* [Task statement] List every line in the items below that contains the word "feathers", copying each one in full. Matching is case-sensitive.
____________
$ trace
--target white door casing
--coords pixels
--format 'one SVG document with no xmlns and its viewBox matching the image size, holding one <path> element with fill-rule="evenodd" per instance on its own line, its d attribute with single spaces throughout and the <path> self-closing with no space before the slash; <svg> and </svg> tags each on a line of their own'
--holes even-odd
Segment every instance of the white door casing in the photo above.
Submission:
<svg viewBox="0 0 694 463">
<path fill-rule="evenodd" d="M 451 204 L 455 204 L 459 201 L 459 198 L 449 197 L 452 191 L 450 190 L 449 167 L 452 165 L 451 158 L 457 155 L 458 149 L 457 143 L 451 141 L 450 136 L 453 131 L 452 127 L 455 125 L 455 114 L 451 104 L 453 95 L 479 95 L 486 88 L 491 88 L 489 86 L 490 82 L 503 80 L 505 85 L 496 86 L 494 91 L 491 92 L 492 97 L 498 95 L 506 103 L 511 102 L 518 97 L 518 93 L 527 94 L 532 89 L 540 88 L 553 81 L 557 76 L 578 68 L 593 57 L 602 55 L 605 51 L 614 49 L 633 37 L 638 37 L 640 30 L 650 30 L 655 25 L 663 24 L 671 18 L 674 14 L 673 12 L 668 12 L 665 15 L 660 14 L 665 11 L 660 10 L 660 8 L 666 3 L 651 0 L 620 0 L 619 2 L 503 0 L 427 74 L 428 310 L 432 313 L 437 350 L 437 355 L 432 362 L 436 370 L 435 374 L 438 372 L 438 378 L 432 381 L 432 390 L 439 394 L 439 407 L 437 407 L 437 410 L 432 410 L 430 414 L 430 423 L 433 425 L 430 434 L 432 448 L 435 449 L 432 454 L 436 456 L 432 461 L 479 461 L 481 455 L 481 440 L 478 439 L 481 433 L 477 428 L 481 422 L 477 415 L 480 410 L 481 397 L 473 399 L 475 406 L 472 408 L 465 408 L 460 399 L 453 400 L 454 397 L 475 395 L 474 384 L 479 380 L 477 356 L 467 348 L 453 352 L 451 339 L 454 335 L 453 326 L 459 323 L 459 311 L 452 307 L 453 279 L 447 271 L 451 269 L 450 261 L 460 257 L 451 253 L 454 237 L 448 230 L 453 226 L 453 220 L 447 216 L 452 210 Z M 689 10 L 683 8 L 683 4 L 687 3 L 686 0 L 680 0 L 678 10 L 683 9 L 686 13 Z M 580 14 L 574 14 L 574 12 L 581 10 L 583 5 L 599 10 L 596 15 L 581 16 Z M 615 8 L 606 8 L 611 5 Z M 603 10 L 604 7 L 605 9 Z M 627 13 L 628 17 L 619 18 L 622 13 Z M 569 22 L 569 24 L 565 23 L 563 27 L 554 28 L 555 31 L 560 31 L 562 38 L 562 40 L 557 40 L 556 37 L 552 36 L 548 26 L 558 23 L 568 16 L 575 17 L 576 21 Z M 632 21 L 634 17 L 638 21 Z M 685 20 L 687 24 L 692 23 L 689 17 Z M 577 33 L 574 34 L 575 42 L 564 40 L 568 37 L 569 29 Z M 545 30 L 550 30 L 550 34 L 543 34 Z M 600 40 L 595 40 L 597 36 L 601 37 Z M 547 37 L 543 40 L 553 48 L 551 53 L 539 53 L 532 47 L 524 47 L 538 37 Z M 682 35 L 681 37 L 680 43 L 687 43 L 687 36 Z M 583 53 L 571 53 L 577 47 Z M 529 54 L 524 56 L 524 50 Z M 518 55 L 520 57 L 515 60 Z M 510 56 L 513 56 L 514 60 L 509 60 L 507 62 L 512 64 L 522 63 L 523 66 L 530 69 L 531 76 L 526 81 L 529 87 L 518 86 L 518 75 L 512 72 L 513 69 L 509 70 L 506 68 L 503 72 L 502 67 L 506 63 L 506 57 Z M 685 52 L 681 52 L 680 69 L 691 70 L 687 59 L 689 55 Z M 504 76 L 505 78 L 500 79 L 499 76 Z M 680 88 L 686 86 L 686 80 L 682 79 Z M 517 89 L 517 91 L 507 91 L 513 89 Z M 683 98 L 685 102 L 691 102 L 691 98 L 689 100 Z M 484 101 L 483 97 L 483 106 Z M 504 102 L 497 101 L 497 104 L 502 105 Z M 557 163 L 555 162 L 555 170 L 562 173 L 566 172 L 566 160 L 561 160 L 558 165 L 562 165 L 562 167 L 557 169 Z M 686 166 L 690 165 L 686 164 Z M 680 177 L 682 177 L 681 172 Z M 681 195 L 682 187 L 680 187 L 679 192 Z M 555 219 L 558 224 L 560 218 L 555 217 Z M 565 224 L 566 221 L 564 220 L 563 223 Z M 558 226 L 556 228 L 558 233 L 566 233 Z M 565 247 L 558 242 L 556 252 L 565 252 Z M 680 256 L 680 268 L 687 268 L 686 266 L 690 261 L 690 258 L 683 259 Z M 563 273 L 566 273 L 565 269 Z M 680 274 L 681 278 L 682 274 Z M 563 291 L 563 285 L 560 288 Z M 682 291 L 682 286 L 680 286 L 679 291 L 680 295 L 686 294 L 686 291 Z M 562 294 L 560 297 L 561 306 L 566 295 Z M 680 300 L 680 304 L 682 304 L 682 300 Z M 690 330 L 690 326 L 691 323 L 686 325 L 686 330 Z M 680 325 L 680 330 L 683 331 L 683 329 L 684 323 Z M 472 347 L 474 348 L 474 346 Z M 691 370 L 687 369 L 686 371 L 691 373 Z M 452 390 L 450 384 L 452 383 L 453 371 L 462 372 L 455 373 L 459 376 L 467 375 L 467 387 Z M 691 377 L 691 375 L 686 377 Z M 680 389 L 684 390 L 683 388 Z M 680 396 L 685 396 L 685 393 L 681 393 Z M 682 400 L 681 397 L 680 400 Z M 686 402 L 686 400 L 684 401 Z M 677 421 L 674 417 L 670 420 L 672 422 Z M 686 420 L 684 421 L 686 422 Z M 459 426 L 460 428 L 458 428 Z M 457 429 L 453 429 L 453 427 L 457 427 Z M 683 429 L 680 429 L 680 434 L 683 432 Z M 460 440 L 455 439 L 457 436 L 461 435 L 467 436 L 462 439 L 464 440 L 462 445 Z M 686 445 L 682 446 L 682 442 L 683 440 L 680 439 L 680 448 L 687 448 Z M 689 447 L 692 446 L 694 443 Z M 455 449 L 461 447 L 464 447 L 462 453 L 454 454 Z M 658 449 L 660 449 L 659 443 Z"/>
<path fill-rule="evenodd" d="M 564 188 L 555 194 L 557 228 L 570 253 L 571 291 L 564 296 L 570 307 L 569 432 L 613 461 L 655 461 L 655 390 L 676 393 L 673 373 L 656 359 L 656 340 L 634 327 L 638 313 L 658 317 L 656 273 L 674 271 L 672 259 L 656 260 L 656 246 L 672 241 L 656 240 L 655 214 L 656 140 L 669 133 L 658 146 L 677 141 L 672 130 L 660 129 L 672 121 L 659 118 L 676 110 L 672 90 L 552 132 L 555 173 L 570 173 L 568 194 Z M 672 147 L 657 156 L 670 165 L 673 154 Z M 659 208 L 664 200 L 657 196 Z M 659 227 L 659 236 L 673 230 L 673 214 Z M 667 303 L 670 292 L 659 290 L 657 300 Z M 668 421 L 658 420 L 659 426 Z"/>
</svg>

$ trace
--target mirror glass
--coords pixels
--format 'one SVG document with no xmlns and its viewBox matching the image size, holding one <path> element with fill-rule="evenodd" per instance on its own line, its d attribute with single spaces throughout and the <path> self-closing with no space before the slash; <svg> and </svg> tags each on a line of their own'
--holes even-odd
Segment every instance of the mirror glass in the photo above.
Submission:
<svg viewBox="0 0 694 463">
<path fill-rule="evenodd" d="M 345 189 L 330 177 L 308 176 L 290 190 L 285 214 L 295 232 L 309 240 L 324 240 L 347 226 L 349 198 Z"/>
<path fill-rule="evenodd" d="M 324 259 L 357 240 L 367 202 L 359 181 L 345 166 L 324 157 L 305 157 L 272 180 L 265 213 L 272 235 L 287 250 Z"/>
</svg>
____________
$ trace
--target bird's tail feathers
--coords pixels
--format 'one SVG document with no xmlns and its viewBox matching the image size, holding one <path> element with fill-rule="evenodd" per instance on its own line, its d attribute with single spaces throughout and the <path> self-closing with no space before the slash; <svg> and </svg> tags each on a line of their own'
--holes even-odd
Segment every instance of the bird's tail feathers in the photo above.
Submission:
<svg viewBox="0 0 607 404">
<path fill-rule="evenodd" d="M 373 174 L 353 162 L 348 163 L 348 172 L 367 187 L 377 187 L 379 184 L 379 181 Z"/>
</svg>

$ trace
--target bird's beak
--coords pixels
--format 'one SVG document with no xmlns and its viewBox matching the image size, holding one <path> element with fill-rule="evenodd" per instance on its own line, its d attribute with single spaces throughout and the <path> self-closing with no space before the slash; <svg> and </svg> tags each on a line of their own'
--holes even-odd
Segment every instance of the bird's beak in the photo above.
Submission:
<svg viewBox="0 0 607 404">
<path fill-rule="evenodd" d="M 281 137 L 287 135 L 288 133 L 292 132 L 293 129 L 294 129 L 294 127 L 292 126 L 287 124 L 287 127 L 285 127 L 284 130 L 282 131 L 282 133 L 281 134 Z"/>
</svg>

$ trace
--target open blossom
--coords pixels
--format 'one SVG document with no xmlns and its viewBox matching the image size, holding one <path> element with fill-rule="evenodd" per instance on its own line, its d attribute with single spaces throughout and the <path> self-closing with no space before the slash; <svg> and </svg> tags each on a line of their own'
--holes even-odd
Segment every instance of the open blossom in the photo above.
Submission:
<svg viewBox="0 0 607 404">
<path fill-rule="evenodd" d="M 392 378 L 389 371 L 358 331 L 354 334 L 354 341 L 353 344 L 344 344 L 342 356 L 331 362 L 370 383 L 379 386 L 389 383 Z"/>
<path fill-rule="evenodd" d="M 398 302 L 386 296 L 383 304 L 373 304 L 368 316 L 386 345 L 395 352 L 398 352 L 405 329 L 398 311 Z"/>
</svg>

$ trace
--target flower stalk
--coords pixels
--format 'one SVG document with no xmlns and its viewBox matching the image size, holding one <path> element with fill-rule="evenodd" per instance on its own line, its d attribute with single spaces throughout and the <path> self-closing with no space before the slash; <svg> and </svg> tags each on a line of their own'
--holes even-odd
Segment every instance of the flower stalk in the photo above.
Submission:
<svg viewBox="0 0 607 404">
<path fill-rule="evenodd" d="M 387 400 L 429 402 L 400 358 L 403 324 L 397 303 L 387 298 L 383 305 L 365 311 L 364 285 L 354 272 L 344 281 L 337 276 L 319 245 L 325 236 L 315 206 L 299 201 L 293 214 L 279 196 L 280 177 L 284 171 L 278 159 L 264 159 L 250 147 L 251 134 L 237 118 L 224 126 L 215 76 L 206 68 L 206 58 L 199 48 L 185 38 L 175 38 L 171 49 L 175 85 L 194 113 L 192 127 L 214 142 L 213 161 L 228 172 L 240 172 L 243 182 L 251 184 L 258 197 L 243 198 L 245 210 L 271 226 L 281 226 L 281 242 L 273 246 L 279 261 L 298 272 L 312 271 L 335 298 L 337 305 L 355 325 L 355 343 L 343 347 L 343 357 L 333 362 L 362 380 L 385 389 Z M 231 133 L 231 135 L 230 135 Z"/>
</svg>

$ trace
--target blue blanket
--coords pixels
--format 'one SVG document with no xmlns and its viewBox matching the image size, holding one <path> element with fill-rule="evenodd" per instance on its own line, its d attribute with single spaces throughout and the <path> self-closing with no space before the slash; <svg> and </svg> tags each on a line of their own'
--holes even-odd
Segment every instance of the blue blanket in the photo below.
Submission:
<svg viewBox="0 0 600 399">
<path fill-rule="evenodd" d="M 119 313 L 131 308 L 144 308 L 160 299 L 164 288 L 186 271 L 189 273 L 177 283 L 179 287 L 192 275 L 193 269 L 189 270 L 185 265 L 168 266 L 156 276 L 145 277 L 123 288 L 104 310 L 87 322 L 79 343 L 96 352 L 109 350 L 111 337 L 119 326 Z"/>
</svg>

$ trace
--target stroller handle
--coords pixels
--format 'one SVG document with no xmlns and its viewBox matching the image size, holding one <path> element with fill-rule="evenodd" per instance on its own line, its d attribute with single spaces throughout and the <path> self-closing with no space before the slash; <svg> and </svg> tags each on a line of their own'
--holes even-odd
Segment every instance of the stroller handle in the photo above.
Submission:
____________
* [Full response]
--target bird's tail feathers
Segment every instance of the bird's tail feathers in the photo above.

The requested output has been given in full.